_Supplied passage_
Regular readers will remember Philippe Lemoine from my interview with him back in August. For those who missed it: Lemoine is a PhD candidate in philosophy at Cornell with a background in computer science. During the pandemic, he’s written several interesting articles, including a particularly good one titled ‘The Case Against Lockdowns’.
Lemoine’s latest article is a zinger. It begins with the puzzle of why the effective reproduction number often fluctuates wildly in the absence of changes in aggregate behaviour. Or put another way: why do infections sometimes start falling, or start rising, for no apparent reason?
I actually noted this puzzle myself in article back in March (which Lemoine kindly cites). Specifically, I noted that case numbers in South Dakota began falling rapidly in mid November, despite almost no government restrictions and little change in people’s overall mobility.
There are at least two existing explanations for this phenomenon. The first is seasonality: the effective reproduction number may partly depend on variables like temperature, humidity and UV light. Yet as Lemoine points out, there are many examples where case numbers changed suddenly that seasonality can’t explain (like South Dakota).
The second is viral evolution: the effective reproduction number may suddenly rise when a new, more-transmissible variant emerges (such as Delta or Omicron). Once again, however, case numbers have undergone dramatic changes in the absence of new variants. And while viral evolution can explain the rises, it has harder time explaining the falls.
Lemoine’s explanation is different: population structure. Traditional epidemiological models, he notes, assume the population is ‘quasi-homogenous’. This means that your chance of infecting someone of the same age who lives next door is the same as your chance of infecting someone of the same age who lives on the other side of the country.
Not very realistic, of course, but models have to make simplifying assumptions. How much does this one matter? It matters a lot, Lemoine argues.
Rather than assuming there’s one big quasi-homogenous population, imagine the population is divided into a large number of ‘subnetworks’. These could be based on location, age-group, behaviour or a combination of factors. For example, one subnetwork might be ‘school children and their parents in central London’.
Suppose that transmission occurs frequently within subnetworks but infrequently between them. So when a child within the school subnetwork catches the virus, it quickly spreads to other children and their parents. But what it doesn’t do is quickly spread to those outside the subnetwork.
Lemoine shows using simulations that, if you assume the population is structured in this way, the reproduction number can rise and fall without any changes in seasonality, viral evolution or aggregate behaviour. One of his simulations is show in the chart below.

_Extracted information_
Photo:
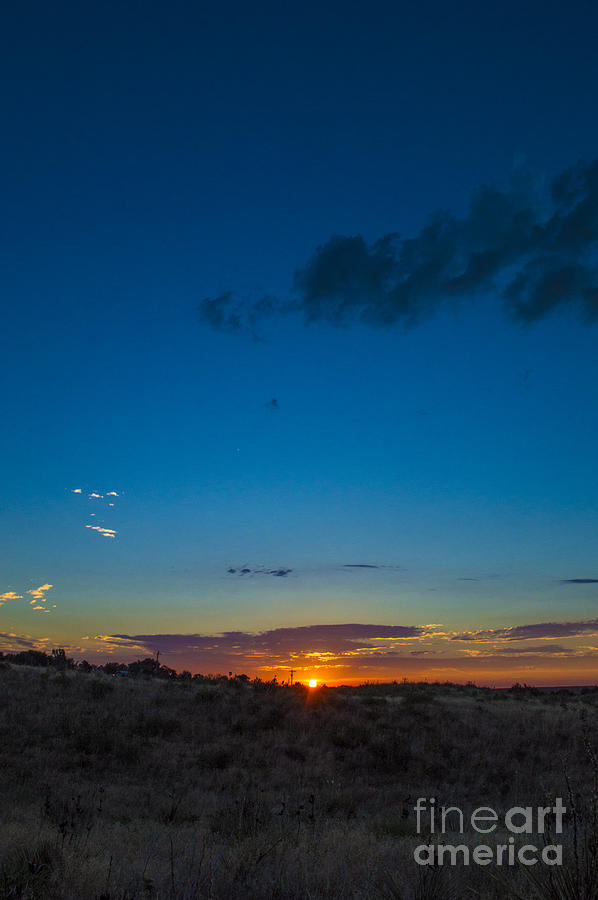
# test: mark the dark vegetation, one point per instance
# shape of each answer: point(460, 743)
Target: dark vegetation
point(158, 785)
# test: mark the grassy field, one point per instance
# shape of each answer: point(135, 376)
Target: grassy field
point(118, 788)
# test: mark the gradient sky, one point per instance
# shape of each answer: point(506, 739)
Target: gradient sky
point(430, 466)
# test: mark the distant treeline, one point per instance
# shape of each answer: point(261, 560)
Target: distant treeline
point(150, 667)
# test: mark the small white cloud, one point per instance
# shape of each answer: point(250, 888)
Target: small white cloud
point(9, 595)
point(38, 593)
point(106, 532)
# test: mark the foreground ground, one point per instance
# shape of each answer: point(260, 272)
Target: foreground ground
point(115, 789)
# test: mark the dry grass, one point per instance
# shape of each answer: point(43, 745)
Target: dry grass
point(114, 789)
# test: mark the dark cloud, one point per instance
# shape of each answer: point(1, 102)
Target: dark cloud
point(14, 642)
point(278, 573)
point(545, 649)
point(523, 632)
point(304, 638)
point(579, 581)
point(538, 252)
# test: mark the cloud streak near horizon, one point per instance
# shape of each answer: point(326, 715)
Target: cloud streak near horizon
point(538, 251)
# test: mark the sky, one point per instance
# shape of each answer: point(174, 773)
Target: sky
point(300, 308)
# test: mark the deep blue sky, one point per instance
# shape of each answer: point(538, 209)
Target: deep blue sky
point(154, 155)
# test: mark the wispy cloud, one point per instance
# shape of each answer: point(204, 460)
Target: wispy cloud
point(579, 581)
point(9, 595)
point(40, 592)
point(106, 532)
point(547, 630)
point(246, 570)
point(13, 643)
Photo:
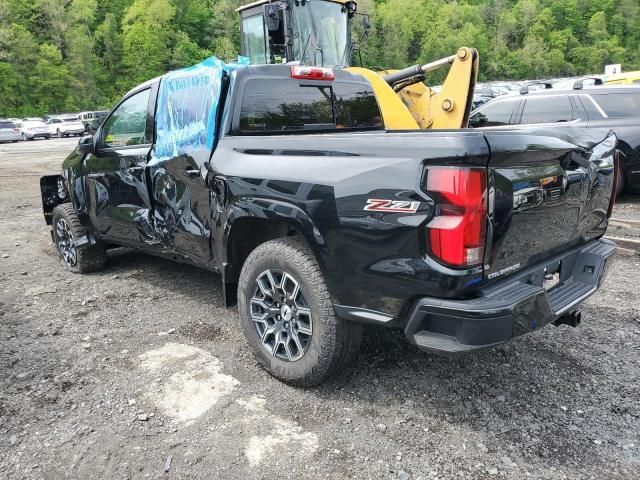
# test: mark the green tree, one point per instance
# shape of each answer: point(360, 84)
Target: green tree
point(147, 34)
point(50, 81)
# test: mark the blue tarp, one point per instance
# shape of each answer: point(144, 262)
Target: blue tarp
point(187, 105)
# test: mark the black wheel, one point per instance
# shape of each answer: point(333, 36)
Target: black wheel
point(67, 230)
point(288, 318)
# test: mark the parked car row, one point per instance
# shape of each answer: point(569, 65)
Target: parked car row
point(614, 107)
point(14, 130)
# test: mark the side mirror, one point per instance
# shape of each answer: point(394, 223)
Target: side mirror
point(86, 144)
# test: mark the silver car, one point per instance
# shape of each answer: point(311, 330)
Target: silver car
point(32, 128)
point(65, 126)
point(9, 131)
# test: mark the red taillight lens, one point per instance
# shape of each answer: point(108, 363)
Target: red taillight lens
point(302, 72)
point(457, 233)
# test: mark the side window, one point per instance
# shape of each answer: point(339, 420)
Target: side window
point(551, 109)
point(253, 38)
point(494, 114)
point(619, 105)
point(127, 124)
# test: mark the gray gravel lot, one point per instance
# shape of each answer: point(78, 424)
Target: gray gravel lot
point(140, 372)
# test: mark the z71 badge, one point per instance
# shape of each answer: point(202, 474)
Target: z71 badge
point(394, 206)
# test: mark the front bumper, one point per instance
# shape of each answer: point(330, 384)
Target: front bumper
point(516, 306)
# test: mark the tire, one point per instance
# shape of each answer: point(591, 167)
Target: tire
point(329, 344)
point(68, 229)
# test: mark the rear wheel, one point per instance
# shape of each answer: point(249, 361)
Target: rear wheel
point(67, 231)
point(287, 315)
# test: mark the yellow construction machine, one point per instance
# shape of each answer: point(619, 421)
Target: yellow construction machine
point(319, 33)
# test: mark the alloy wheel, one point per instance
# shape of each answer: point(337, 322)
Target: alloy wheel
point(65, 243)
point(281, 315)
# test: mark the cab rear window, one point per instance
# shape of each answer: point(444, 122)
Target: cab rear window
point(282, 106)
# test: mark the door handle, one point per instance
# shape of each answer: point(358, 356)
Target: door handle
point(192, 172)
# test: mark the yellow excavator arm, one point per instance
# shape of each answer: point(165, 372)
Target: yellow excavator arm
point(407, 103)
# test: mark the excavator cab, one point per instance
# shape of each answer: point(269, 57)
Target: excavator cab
point(311, 32)
point(317, 33)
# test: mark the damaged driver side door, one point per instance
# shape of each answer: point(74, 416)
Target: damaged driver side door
point(119, 203)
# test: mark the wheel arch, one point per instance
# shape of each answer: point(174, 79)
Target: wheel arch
point(252, 222)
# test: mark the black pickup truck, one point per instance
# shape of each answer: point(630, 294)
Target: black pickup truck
point(319, 220)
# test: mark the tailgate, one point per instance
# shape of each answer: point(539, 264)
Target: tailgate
point(549, 190)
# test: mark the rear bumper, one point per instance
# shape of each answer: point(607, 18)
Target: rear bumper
point(512, 308)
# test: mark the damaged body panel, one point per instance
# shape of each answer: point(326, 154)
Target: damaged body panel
point(206, 164)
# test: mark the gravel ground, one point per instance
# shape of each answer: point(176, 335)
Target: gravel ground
point(140, 372)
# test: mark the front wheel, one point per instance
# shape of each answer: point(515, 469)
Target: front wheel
point(288, 318)
point(68, 237)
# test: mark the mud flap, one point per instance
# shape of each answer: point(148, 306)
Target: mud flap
point(54, 192)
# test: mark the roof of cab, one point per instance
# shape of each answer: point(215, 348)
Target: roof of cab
point(586, 90)
point(263, 2)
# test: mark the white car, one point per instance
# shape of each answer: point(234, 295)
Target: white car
point(65, 126)
point(9, 131)
point(31, 129)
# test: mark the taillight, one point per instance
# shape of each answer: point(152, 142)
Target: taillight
point(303, 72)
point(457, 233)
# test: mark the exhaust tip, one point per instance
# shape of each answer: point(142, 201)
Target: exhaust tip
point(572, 319)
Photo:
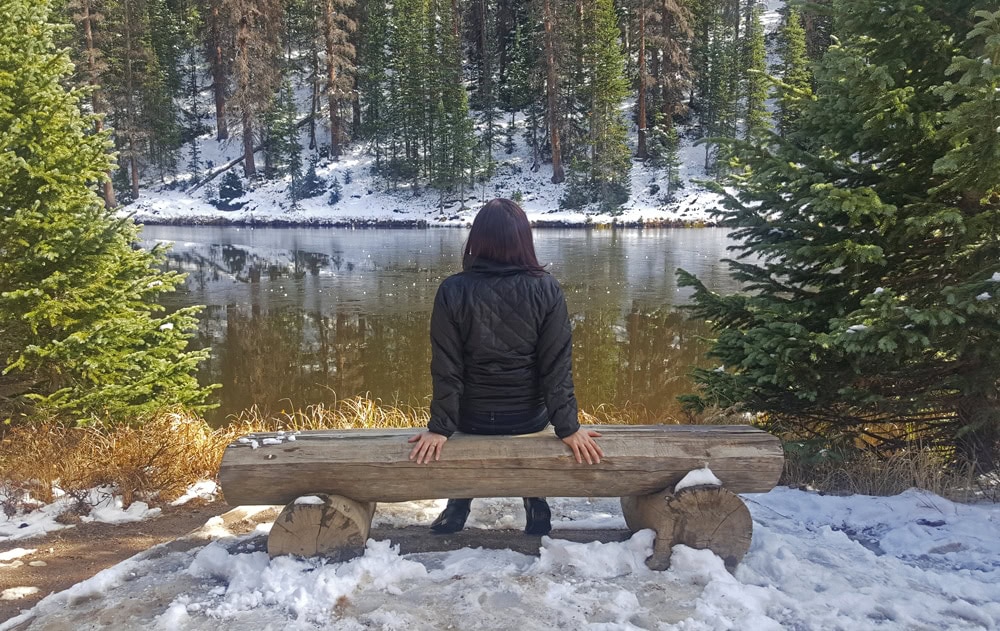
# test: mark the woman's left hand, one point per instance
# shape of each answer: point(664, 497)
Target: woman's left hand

_Exercise description_
In the passage on Lemoine's population-structure explanation, rewrite the part starting with "Lemoine shows using" and going on through "the chart below.", putting "model runs" in place of "simulations".

_Response box_
Lemoine shows using model runs that, if you assume the population is structured in this way, the reproduction number can rise and fall without any changes in seasonality, viral evolution or aggregate behaviour. One of his model runs is show in the chart below.